[begin Records supplied]
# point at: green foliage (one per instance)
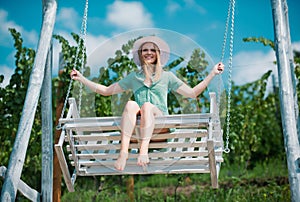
(262, 183)
(192, 74)
(256, 132)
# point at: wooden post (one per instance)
(59, 106)
(17, 157)
(288, 114)
(47, 132)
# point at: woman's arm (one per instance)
(98, 88)
(187, 91)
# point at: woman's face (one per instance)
(148, 51)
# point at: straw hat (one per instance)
(162, 46)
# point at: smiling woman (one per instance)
(144, 117)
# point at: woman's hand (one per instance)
(76, 75)
(218, 68)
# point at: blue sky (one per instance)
[end Records supplied]
### What the exercise asks
Can you print, unchanged, the stretch of data from the line containing "# point at: wooden post (one per instance)" through the last line of the data?

### Reply to the exercise
# point at: wooden post (one per instance)
(59, 106)
(17, 157)
(288, 114)
(47, 132)
# point at: woman's arm (one per instance)
(98, 88)
(187, 91)
# point at: woman's face (one per instance)
(148, 51)
# point at: straw hat (one per instance)
(162, 46)
# point at: smiling woman (one per instance)
(144, 117)
# point at: woman's hand (one per instance)
(76, 75)
(218, 68)
# point at: blue sky (one per instance)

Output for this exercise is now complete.